Excerpts of pointing data:
* * * * *
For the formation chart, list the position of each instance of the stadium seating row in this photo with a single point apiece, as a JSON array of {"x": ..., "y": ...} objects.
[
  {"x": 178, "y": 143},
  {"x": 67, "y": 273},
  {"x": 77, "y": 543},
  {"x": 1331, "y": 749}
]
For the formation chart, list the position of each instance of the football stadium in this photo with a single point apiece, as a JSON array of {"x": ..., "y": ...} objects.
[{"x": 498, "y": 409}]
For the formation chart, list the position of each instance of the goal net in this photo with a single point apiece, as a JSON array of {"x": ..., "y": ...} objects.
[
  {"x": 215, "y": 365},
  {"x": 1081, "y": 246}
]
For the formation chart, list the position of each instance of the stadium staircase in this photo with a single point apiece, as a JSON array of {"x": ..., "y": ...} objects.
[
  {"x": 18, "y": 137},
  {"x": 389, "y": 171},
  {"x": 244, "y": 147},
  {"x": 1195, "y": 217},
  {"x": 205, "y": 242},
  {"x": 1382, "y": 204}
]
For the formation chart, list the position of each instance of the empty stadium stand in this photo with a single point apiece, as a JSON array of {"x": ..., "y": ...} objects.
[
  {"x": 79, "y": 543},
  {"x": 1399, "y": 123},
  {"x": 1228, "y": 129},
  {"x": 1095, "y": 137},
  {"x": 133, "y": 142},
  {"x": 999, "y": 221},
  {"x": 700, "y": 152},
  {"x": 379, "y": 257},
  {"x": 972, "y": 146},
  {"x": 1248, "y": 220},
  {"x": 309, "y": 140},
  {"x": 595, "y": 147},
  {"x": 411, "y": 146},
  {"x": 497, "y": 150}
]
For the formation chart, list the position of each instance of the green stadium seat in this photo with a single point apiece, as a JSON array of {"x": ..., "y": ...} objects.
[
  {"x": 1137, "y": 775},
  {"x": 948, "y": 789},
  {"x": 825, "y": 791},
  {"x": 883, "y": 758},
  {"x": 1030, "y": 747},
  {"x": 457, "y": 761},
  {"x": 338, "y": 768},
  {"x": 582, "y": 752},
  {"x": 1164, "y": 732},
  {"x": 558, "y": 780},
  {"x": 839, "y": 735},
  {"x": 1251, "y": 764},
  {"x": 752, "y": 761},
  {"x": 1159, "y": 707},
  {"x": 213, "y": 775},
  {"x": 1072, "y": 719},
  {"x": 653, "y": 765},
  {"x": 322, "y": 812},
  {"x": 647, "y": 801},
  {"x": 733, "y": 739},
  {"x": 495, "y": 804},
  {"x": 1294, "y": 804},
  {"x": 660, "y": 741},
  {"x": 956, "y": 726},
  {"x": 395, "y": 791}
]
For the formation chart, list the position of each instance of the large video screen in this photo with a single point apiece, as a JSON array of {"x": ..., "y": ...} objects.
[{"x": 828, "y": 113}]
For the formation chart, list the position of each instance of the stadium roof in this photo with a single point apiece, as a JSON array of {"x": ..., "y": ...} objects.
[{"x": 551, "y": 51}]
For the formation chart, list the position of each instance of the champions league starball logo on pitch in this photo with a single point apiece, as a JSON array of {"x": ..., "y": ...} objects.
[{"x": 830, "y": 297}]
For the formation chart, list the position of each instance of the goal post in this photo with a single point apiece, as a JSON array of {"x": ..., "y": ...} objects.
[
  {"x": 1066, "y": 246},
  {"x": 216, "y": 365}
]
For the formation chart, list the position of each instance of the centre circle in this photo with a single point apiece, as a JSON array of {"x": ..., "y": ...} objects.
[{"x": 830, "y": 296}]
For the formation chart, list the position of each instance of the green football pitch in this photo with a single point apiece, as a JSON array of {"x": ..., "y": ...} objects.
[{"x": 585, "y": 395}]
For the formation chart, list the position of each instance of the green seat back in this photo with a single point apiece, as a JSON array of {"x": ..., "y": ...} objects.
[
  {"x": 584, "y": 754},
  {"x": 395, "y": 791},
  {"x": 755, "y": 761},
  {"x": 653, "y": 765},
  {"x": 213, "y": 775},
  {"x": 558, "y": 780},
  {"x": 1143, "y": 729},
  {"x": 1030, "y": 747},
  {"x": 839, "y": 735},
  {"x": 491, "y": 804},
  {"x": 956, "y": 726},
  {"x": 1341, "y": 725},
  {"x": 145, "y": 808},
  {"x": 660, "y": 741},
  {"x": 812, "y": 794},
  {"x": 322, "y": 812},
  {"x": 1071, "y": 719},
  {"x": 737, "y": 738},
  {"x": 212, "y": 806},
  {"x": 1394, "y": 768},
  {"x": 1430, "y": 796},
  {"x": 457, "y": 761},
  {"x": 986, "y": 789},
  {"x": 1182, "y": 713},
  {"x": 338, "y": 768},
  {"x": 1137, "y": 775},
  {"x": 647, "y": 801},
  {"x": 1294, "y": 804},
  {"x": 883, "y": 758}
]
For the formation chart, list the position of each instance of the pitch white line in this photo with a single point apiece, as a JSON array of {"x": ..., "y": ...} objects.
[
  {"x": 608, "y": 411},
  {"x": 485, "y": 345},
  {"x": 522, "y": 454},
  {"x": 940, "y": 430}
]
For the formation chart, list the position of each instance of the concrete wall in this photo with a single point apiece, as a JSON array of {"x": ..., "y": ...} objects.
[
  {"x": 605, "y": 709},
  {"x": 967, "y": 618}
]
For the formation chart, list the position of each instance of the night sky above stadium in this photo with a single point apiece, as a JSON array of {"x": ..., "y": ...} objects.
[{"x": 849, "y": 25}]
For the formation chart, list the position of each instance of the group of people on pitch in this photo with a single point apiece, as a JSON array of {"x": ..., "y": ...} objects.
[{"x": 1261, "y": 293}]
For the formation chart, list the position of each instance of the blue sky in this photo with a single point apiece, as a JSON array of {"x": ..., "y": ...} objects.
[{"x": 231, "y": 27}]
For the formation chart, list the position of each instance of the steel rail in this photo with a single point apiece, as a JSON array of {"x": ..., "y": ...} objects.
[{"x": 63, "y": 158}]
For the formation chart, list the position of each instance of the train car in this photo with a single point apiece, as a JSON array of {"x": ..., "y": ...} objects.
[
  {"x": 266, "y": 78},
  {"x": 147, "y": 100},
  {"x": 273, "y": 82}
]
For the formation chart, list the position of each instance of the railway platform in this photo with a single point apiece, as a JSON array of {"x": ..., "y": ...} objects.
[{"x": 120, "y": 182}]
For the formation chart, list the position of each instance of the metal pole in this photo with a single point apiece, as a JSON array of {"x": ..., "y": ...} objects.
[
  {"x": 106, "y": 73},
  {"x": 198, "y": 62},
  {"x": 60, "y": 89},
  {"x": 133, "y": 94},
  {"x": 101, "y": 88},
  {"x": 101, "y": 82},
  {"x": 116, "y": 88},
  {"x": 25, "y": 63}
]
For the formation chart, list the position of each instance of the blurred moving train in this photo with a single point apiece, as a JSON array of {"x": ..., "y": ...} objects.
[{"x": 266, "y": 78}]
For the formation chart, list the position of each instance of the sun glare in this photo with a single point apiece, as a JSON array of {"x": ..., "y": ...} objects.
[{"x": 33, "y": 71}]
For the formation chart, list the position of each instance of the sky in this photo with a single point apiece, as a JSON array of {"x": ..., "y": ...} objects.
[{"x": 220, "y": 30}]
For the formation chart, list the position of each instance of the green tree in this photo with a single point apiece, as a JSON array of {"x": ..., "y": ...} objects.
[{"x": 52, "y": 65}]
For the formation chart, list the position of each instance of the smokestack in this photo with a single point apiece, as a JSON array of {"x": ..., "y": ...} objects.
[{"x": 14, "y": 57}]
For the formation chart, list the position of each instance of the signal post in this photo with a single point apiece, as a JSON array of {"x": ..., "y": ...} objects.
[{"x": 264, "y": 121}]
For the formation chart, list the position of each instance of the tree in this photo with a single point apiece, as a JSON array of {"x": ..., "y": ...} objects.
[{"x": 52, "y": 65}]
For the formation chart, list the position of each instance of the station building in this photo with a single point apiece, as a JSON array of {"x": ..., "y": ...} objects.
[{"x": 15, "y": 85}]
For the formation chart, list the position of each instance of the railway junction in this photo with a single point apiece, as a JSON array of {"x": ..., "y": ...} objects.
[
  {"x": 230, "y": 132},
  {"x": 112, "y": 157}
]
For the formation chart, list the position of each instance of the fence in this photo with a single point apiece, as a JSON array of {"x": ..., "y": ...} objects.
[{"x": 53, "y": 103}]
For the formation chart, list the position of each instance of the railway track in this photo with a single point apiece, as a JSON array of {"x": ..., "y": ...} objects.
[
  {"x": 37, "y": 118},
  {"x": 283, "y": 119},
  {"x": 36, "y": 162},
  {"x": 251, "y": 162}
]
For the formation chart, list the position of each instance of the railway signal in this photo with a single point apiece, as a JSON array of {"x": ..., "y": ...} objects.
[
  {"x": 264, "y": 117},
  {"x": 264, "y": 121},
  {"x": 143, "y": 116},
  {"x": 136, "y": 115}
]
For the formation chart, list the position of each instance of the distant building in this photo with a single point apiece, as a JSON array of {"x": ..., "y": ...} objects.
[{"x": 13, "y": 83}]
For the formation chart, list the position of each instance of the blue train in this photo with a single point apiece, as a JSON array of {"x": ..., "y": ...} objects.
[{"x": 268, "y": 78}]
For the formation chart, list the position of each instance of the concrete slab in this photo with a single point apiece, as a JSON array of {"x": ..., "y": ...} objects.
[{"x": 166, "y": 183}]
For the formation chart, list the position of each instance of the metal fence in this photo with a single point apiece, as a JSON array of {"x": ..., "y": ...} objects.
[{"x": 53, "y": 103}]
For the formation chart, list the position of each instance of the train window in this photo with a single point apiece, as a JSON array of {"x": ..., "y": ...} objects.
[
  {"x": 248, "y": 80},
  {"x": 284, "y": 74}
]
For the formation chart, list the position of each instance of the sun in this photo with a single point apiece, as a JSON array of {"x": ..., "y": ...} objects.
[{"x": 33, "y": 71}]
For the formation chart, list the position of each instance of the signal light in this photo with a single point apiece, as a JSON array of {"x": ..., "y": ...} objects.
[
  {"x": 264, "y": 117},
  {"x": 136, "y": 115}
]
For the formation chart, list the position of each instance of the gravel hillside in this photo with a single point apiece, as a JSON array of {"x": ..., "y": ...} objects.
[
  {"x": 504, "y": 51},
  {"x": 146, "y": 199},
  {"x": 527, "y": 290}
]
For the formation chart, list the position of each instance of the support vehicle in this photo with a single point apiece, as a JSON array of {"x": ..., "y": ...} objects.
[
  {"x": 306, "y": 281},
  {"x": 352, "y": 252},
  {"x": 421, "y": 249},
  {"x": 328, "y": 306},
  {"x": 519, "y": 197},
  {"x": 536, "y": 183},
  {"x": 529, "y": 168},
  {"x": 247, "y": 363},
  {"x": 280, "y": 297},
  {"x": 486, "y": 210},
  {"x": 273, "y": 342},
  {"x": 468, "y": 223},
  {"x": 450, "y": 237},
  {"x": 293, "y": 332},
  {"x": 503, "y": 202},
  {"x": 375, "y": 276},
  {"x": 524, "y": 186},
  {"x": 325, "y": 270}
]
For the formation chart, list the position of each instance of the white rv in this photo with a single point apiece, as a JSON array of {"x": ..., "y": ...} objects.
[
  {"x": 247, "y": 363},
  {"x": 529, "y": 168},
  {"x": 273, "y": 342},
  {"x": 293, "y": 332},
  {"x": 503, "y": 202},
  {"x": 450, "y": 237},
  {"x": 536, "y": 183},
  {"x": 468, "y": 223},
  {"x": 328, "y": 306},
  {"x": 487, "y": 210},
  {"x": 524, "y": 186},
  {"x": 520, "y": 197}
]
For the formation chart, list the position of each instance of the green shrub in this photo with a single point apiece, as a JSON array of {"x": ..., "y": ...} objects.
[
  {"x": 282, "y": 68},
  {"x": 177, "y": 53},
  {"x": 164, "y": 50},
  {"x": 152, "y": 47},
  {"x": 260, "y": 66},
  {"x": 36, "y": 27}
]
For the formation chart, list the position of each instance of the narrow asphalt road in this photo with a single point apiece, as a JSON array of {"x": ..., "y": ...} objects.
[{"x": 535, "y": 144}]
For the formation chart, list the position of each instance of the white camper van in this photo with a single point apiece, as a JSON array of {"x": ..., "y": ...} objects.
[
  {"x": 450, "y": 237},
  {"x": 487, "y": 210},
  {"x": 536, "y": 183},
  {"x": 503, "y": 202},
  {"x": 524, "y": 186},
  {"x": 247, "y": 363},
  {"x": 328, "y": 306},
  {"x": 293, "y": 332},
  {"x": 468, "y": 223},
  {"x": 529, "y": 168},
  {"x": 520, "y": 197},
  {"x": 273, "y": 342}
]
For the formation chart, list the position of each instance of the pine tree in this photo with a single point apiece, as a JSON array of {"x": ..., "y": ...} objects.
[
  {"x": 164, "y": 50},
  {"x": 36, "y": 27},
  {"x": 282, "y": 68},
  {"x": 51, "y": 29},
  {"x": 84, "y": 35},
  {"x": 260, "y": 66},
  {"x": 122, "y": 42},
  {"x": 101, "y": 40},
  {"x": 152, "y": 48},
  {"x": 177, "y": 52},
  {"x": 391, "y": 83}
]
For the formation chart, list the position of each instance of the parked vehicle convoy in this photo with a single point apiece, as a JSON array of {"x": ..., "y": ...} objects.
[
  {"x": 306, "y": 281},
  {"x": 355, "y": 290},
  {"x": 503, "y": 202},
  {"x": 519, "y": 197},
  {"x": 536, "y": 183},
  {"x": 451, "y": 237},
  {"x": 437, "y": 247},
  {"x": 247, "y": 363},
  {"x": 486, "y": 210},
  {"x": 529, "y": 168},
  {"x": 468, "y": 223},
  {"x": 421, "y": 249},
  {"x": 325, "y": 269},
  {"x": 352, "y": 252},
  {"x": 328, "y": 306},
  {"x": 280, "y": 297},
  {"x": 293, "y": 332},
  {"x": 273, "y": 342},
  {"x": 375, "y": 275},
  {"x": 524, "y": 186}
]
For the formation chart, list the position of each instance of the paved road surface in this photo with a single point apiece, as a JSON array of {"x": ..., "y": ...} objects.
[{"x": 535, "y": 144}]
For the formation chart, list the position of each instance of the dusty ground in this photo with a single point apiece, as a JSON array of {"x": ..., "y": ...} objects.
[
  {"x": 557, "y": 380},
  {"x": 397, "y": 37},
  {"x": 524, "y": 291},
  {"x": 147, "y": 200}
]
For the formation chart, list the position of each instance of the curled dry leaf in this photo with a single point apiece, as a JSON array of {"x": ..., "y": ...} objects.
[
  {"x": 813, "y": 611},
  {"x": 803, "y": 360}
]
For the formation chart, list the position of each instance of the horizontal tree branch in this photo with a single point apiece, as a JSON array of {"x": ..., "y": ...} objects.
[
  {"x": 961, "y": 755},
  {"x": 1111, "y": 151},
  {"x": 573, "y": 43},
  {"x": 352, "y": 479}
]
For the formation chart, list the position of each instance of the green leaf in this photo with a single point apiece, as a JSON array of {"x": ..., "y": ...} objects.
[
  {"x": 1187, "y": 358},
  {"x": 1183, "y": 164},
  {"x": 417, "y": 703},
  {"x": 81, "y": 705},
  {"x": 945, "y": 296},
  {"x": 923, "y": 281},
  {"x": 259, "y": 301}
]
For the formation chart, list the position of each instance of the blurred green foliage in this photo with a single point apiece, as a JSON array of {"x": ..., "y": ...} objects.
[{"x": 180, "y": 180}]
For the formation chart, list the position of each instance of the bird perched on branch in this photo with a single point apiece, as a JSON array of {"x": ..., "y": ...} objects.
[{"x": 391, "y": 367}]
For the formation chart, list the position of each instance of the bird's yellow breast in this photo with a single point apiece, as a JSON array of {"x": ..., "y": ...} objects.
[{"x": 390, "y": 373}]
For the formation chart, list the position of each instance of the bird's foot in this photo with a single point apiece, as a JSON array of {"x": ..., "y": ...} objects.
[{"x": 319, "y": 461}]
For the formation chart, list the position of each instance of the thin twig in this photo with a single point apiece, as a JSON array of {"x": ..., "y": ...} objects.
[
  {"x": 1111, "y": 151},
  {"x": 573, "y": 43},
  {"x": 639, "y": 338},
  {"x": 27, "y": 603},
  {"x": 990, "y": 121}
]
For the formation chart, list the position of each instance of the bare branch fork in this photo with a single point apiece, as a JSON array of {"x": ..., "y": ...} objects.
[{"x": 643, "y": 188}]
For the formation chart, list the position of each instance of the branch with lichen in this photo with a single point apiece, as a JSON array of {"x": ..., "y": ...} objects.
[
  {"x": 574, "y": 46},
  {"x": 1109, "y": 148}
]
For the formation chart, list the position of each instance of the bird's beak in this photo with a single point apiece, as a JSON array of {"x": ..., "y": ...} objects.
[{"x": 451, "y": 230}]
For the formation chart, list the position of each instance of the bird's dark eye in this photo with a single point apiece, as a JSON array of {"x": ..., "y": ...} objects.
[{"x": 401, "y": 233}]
* * * * *
TASK TO COMPLETE:
Transcribe word for word the lines from the one holding "the bird perched" to the last line of the listing above, inclusive.

TASK ANSWER:
For the formation chart, list the position of each instance of the bird perched on branch in this photo with a single point apiece, as a JSON array of {"x": ..., "y": ...} objects.
[{"x": 391, "y": 367}]
For the formation chart, list the position of each instance of the bird's yellow breast in this photo with a single point apiece, as a JSON array of {"x": ..., "y": ...} objects.
[{"x": 390, "y": 373}]
For the formation chart, list the position of each instance of the bird's foot in this photo with a single point apiece, as a JSON array of {"x": ..., "y": ...} objects.
[{"x": 319, "y": 461}]
For the formation chart, list the position of each instance of the thin twig in this photo with a single point apiece, as a JSON array of {"x": ..., "y": ...} objects.
[
  {"x": 1111, "y": 151},
  {"x": 573, "y": 43},
  {"x": 639, "y": 338},
  {"x": 27, "y": 603},
  {"x": 990, "y": 121}
]
For the formation chart, list the position of each instance of the bare branch fork in this photo with a single point apiece, as a JSON array of {"x": ..., "y": ...} objects.
[{"x": 643, "y": 188}]
For the formation chart, list the position of each instance of the branch with lichen in this photo with a single point apiece, as a JSON array of {"x": ..., "y": ...} objects.
[
  {"x": 574, "y": 46},
  {"x": 1109, "y": 148}
]
For the formation chart, list the position of each instance of the bird's beak in this photo with a single point apiece, as a JSON array of {"x": ..., "y": ...} objects.
[{"x": 451, "y": 230}]
For the formation chart, list the position of each instance of the bird's dark eye in this photo with a single point apiece, as a JSON array of {"x": ..., "y": ...} objects.
[{"x": 401, "y": 233}]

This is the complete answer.